Written request: Please reproduce all of the material below word for word, leaving nothing out and adding nothing.

Materials provided:
* start *
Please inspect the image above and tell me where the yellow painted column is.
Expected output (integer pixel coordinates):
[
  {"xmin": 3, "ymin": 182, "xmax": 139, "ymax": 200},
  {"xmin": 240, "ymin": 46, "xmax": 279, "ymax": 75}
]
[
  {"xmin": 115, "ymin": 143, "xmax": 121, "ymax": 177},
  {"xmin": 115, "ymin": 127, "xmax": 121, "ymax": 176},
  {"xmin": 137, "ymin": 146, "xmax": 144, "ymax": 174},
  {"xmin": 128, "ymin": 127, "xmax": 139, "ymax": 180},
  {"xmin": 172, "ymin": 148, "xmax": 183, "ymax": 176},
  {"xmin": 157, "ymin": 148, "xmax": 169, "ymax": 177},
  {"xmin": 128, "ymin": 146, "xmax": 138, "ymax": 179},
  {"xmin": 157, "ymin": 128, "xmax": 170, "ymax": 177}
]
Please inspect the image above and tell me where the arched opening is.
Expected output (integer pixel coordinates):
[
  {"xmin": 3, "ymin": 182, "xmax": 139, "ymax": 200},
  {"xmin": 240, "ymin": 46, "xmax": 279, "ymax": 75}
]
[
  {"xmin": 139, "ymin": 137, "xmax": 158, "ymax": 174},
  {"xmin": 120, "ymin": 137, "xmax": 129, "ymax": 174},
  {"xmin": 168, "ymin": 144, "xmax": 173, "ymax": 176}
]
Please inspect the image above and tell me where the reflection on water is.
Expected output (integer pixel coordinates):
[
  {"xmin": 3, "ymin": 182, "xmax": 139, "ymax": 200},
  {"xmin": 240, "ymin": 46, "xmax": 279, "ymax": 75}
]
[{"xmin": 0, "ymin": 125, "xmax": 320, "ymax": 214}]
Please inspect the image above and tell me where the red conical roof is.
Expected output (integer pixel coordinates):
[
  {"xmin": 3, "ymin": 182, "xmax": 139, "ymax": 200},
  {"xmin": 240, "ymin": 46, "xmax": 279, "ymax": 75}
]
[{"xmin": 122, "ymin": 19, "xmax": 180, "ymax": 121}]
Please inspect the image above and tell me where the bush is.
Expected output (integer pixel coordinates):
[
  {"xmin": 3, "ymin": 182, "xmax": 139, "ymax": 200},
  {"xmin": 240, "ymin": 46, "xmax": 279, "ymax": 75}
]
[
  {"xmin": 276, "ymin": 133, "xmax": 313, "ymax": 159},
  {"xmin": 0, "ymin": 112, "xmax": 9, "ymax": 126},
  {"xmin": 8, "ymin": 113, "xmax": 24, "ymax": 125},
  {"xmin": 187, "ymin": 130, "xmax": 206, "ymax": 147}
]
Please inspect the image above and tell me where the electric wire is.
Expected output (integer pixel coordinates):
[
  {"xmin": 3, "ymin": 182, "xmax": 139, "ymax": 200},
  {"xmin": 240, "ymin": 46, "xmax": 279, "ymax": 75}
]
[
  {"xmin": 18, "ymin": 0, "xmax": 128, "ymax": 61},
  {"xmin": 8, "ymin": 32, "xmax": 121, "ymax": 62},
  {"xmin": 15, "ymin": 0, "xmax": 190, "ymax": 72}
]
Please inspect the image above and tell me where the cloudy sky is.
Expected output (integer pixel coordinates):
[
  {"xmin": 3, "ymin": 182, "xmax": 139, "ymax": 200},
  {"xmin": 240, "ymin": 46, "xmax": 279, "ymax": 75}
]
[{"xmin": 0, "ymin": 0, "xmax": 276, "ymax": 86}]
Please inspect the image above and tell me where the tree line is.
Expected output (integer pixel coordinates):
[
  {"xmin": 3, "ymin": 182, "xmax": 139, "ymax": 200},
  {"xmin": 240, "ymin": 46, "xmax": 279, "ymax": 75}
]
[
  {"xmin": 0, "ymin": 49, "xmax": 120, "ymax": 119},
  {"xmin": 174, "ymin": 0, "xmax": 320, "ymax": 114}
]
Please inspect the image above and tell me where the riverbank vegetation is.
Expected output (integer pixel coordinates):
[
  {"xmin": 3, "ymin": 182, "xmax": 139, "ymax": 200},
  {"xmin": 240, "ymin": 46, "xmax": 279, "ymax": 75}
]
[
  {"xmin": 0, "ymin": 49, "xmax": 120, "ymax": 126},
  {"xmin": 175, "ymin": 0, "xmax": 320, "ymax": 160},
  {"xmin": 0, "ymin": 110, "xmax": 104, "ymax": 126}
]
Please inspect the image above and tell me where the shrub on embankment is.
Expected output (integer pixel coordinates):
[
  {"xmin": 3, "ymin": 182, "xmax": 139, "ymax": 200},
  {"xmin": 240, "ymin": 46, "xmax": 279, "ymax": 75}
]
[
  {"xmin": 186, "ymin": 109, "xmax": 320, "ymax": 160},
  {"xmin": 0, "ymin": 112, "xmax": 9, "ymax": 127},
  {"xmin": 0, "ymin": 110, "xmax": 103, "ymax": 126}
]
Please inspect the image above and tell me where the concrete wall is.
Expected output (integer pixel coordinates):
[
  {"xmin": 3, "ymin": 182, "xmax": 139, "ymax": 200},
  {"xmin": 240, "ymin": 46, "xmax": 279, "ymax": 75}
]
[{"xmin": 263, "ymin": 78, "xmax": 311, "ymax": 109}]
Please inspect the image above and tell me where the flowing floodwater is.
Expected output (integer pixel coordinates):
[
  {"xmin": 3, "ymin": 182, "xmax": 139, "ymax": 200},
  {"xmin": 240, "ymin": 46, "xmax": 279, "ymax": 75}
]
* end *
Completed exercise:
Please inspect the image above and tell me where the yellow painted column is.
Expected output (integer pixel coordinates):
[
  {"xmin": 3, "ymin": 182, "xmax": 139, "ymax": 200},
  {"xmin": 240, "ymin": 46, "xmax": 279, "ymax": 75}
]
[
  {"xmin": 115, "ymin": 143, "xmax": 121, "ymax": 177},
  {"xmin": 115, "ymin": 127, "xmax": 121, "ymax": 176},
  {"xmin": 137, "ymin": 146, "xmax": 144, "ymax": 174},
  {"xmin": 128, "ymin": 127, "xmax": 139, "ymax": 180},
  {"xmin": 172, "ymin": 148, "xmax": 183, "ymax": 176},
  {"xmin": 157, "ymin": 148, "xmax": 169, "ymax": 177},
  {"xmin": 128, "ymin": 146, "xmax": 138, "ymax": 179},
  {"xmin": 157, "ymin": 128, "xmax": 170, "ymax": 177}
]
Please inspect the image above and tell me where the arched opening is.
Expected output (integer pixel coordinates):
[
  {"xmin": 3, "ymin": 182, "xmax": 139, "ymax": 200},
  {"xmin": 240, "ymin": 46, "xmax": 279, "ymax": 75}
]
[
  {"xmin": 139, "ymin": 137, "xmax": 158, "ymax": 174},
  {"xmin": 120, "ymin": 137, "xmax": 129, "ymax": 174},
  {"xmin": 168, "ymin": 144, "xmax": 173, "ymax": 176}
]
Please inspect the image above and tell me where the reflection on water is.
Expected output (integer pixel coordinates):
[
  {"xmin": 3, "ymin": 182, "xmax": 139, "ymax": 200},
  {"xmin": 240, "ymin": 46, "xmax": 279, "ymax": 75}
]
[{"xmin": 0, "ymin": 125, "xmax": 320, "ymax": 214}]
Please inspect the image above and tell me where the red conical roof is.
Expected output (integer pixel coordinates):
[
  {"xmin": 3, "ymin": 182, "xmax": 139, "ymax": 200},
  {"xmin": 240, "ymin": 46, "xmax": 279, "ymax": 75}
]
[{"xmin": 122, "ymin": 19, "xmax": 180, "ymax": 121}]
Please inspect the image above and tell me where the bush is.
Expected output (integer pixel coordinates):
[
  {"xmin": 3, "ymin": 182, "xmax": 139, "ymax": 200},
  {"xmin": 240, "ymin": 46, "xmax": 279, "ymax": 75}
]
[
  {"xmin": 276, "ymin": 133, "xmax": 313, "ymax": 159},
  {"xmin": 0, "ymin": 112, "xmax": 9, "ymax": 126},
  {"xmin": 8, "ymin": 113, "xmax": 24, "ymax": 125},
  {"xmin": 187, "ymin": 130, "xmax": 206, "ymax": 147}
]
Please inspect the image above and tell me where the electric wire is.
Expected output (integer pixel coordinates):
[
  {"xmin": 3, "ymin": 182, "xmax": 139, "ymax": 200},
  {"xmin": 240, "ymin": 46, "xmax": 279, "ymax": 75}
]
[
  {"xmin": 18, "ymin": 0, "xmax": 128, "ymax": 61},
  {"xmin": 8, "ymin": 32, "xmax": 121, "ymax": 62},
  {"xmin": 15, "ymin": 0, "xmax": 190, "ymax": 72}
]
Please inspect the image above and tell me where the cloudy sky is.
Expected output (integer pixel coordinates):
[
  {"xmin": 3, "ymin": 182, "xmax": 139, "ymax": 200},
  {"xmin": 240, "ymin": 46, "xmax": 279, "ymax": 75}
]
[{"xmin": 0, "ymin": 0, "xmax": 276, "ymax": 86}]
Please inspect the image above and tell me where the tree line is.
Expected output (integer pixel coordinates):
[
  {"xmin": 3, "ymin": 182, "xmax": 139, "ymax": 200},
  {"xmin": 240, "ymin": 46, "xmax": 279, "ymax": 75}
]
[
  {"xmin": 0, "ymin": 49, "xmax": 120, "ymax": 119},
  {"xmin": 174, "ymin": 0, "xmax": 320, "ymax": 114}
]
Please inspect the image above and tell me where the riverbank vegetation is.
Expected output (integer pixel coordinates):
[
  {"xmin": 3, "ymin": 182, "xmax": 139, "ymax": 200},
  {"xmin": 240, "ymin": 46, "xmax": 279, "ymax": 75}
]
[
  {"xmin": 0, "ymin": 49, "xmax": 120, "ymax": 126},
  {"xmin": 175, "ymin": 0, "xmax": 320, "ymax": 160},
  {"xmin": 0, "ymin": 110, "xmax": 104, "ymax": 126}
]
Please inspect the image above and tell me where the shrub on embankment is.
Expected output (integer pixel coordinates):
[
  {"xmin": 3, "ymin": 182, "xmax": 139, "ymax": 200},
  {"xmin": 240, "ymin": 46, "xmax": 279, "ymax": 75}
]
[
  {"xmin": 186, "ymin": 109, "xmax": 320, "ymax": 160},
  {"xmin": 0, "ymin": 112, "xmax": 9, "ymax": 127},
  {"xmin": 0, "ymin": 110, "xmax": 103, "ymax": 126}
]
Please inspect the image above and tell me where the concrete wall is.
Expected output (integer pixel coordinates):
[
  {"xmin": 3, "ymin": 182, "xmax": 139, "ymax": 200},
  {"xmin": 240, "ymin": 46, "xmax": 279, "ymax": 75}
]
[{"xmin": 263, "ymin": 78, "xmax": 311, "ymax": 109}]
Please inspect the image above and tell me where the flowing floodwater is.
Expected output (integer pixel coordinates):
[
  {"xmin": 3, "ymin": 182, "xmax": 139, "ymax": 200},
  {"xmin": 240, "ymin": 46, "xmax": 279, "ymax": 75}
]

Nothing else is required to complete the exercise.